| Exercise goal |
Continue the passage on masculine physical traits and lying from the point where it stops.

| Selected extract |

Column (3) includes subjects' expected trust rates as a control. The coefficient for fWHR increases in significance and absolute value whereas the one for 2D:4D decreases. An increase of one standard deviation in fWHR now leads to a reduction in lying by 6.6 pp, and an increase in the latter to a decrease by 5.4 pp.

Result 2. Higher fWHR and higher exposure to prenatal testosterone are associated to less lying.

The positive coefficient for beliefs implies that participants who believed that a higher fraction of receivers would trust messages were more likely to lie.15 The coefficient is highly significant and its size is substantial: a standard deviation increase in the expected trust rate translates into a 6.7 pp increase in the probability of lying.

Preferences vs. beliefs. The regression in column (3) is also important because it allows us to explore the extent to which the association between our masculine traits and lying behavior operates through beliefs about the behavior of others, through preferences, or both (Eisenegger et al., 2012). Assuming that sender's behavior depends on preferences, i.e., lying aversion, and beliefs about receivers' behavior and that, in turn, both preferences and beliefs vary with masculine traits implies that column (2) estimate the total association of our biomarkers with dishonesty. When in column (3) we control for participants' beliefs about trust rates we would be estimating the indirect association of the trait via preferences as we would be switching off the beliefs channel. This implies that the differences in estimates between those in columns (2) and (3) allows us to measure the size of the effect of our masculine traits on lying operating through beliefs. The sizes of these effects are all very small, approximately 0.08 pp for a one standard deviation increase in fWHR and –0.07pp for a one standard deviation increase in fMM and 2D:4D. This would corroborate the following result:

Result 3: Masculine markers have a statistically significant but weak association with lying via beliefs about the behavior of receivers.

Let us mention that this identification strategy rests on two assumptions. The first one is that beliefs are measured without error. This is important because, as Gillen et al. (2019) have shown, measurement error in a control variable (beliefs in this case) that correlates both with the dependent variable (lying) and other controls (masculine traits) alters estimates. The presence of a substantial measurement error in elicited beliefs would distort the estimates in column (3) and affect our inference of effect sizes. Secondly, we are assuming that the beliefs about trusting rates that individuals report do not depend on their decision as senders. However, it might be the case that the action participants take as senders influence the beliefs they report.

To partially ameliorate these concerns, we report in the Appendix the results of an instrumental variable approach where we substitute elicited beliefs by the residuals from the estimation in column (1) (see Table A2). These residuals are thus the expected trust rates left unexplained by the masculine physical traits we study. The estimates resulting from this exercise are analogs to those in column (3) and can thus be interpreted as the association between the masculine traits and lying via preferences. The coefficients for fMM and 2D:4D become more significant, reinforcing the idea the effect of these traits operate mostly through lying aversion. That said, this IV approach is not a panacea and this result should be taken as suggestive.

| Entries provided |
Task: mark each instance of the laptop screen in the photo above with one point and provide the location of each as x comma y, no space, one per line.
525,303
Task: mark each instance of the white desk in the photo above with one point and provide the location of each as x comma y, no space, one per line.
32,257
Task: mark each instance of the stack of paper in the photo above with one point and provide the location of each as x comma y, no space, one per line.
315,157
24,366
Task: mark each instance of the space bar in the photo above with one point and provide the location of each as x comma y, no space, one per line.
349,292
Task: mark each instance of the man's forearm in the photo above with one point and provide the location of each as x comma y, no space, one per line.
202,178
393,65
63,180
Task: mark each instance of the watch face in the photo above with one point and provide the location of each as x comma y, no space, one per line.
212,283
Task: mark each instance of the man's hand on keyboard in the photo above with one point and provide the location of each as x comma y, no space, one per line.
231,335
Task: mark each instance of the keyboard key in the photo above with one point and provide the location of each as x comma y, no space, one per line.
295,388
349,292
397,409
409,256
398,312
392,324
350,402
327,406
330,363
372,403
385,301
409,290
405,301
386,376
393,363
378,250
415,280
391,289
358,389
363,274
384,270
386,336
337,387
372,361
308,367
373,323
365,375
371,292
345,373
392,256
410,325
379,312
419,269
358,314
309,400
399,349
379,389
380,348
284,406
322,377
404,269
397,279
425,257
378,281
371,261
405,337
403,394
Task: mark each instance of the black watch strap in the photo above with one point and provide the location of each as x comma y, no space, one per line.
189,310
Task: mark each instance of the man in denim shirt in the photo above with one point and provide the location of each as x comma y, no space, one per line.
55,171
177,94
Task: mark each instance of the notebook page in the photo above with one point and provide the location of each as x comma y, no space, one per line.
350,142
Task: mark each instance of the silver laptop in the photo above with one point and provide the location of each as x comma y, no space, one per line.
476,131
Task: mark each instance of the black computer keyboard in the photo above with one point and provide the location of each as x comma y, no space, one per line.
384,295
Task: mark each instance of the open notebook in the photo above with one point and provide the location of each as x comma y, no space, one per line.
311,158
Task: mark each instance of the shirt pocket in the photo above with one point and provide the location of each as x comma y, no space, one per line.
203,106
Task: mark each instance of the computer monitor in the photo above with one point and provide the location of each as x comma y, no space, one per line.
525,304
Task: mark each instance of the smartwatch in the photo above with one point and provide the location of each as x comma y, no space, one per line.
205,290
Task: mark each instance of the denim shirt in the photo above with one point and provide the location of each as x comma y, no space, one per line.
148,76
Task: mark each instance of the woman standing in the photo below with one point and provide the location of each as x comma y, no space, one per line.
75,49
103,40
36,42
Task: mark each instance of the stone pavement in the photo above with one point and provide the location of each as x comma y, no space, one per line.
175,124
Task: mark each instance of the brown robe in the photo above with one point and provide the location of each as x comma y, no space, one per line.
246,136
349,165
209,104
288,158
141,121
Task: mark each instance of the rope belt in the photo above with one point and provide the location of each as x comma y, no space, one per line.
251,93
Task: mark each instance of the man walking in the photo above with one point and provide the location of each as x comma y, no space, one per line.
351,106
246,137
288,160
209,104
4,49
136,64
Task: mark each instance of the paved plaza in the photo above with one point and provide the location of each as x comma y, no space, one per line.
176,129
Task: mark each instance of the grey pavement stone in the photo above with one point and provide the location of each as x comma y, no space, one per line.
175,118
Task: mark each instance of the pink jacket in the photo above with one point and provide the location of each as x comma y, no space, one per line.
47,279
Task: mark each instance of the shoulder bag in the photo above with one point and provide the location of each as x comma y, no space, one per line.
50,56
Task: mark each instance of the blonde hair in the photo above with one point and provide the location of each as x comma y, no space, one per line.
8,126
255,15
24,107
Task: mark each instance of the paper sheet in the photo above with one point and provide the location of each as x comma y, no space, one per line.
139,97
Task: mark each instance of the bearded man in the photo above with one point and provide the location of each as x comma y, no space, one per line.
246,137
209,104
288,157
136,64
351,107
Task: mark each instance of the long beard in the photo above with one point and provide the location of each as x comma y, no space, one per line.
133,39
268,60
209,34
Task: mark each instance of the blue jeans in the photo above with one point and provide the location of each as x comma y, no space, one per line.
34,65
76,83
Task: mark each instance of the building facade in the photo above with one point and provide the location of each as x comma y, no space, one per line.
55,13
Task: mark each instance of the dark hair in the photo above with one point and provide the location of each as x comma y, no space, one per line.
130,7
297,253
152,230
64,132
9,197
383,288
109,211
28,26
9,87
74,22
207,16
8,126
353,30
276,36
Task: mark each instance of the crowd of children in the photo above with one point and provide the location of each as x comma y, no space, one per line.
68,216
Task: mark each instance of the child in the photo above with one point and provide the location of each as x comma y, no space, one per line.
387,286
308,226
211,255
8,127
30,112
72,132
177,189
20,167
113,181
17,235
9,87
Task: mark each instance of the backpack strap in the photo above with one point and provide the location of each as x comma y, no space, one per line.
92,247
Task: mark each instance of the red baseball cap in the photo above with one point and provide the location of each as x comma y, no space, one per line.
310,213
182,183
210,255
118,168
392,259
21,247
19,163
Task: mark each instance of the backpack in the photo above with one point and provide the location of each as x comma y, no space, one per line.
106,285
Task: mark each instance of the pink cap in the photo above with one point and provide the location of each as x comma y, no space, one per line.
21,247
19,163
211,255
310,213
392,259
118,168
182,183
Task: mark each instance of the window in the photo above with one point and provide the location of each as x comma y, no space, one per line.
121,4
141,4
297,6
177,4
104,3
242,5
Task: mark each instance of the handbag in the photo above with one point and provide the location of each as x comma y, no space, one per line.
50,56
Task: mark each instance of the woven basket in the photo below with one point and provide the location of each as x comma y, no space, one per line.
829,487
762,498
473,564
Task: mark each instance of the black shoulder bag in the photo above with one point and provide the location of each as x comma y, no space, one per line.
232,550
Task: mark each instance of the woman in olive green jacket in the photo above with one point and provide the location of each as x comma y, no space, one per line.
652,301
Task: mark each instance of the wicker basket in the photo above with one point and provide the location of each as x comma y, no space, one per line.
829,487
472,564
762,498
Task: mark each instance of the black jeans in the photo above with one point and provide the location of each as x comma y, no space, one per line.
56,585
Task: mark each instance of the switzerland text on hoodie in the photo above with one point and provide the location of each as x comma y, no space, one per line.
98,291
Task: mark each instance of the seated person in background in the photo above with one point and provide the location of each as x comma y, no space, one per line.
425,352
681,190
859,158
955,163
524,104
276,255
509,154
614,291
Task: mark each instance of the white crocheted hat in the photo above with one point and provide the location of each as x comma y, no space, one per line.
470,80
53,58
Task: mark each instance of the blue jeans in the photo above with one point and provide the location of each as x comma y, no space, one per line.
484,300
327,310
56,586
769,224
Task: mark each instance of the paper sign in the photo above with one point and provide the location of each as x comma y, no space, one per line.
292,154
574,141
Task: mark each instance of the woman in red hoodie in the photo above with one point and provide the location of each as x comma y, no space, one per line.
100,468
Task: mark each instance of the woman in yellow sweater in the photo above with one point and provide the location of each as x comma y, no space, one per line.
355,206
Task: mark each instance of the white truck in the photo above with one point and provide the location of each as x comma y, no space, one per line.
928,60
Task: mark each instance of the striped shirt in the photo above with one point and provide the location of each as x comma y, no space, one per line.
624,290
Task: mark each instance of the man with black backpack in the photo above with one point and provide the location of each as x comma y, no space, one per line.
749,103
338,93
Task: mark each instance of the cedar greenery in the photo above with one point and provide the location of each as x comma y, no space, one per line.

| Response to this task |
Deception. At this point, the distinction between lying and deception becomes important. A higher likelihood of sending a truthful message does not necessarily indicates stronger prosociality. If the receiver is expected to distrust the sender, telling the truth becomes a form of sophisticated deception (Sutter, 2009). Columns (4) and (5) account for the different ethical and monetary implications of lying depending on receivers' expected trust rates. These models restrict the analysis to subjects who believed that less (more, respectively) than 50% of receivers would trust their message. We leave out senders who believed that exactly 50% of receivers would follow messages as these senders would be indifferent between lying or not. Due to the reduction in observations, we lose some precision. Still, estimates show that the association between fWHR and lying observed in column (3) is only significant for senders who expected receivers to distrust messages, although coefficients in columns (4) and (5) are not significantly different from each other.16 In addition, the coefficient for 2D:4D is only significant for senders whose expected trust rates were above 50%. In addition, it is statistically different from the coefficient in column (4); a t-test of the equality of the coefficients returns a p-value of 0.008.17

Result 4: Higher fWHR is associated with more deception by telling the truth, whereas higher exposure to prenatal testosterone is positively associated with strong truth-telling.

To address the possibility of false positives, we also run a series if bivariate regressions where each of the three masculine traits is regressed on the dependent variables. Table A3 in the Appendix shows that almost all coefficients are of the same magnitude and significance as those in Table 5. The only difference is that the association between 2D:4D and beliefs is no longer significant in the corresponding bivariate regression. For the sake of transparency, we also include in the Appendix the analysis of receivers' beliefs, trusting decisions and punishment after history {lie, trust} (Table A4 and A5). There, a significant positive association emerges between fWHR and trusting by receivers, especially when senders were expected to have lied in more than 50% of occasions.

5. Discussion

Our results suggest that biology, and masculine physical traits in particular, can help explain the observed individual heterogeneity in honesty in strategic communication. This association seems to operate more strongly through preferences than through beliefs about the behavior of others. Two of the masculine traits markers we study (2D:4D and fWHR) are negatively correlated with lying, but the picture changes when we bring into consideration the expected consequences of messages. This is consistent with recent research on the role of testosterone in social interactions. This hormone makes the seek of social status and dominance a salient motivation, but this goal translates into aggression and competitiveness in some contexts and into prosocial behavior in others (Eisenegger et al., 2011, 2012; Millet, 2011; van Honk et al., 2011b). In our experiment, senders could obtain higher status either by outsmarting the receiver or by following the moral imperative of truth-telling, especially when that was costly.

We next elaborate on how our results relate with other results previously observed in the literature.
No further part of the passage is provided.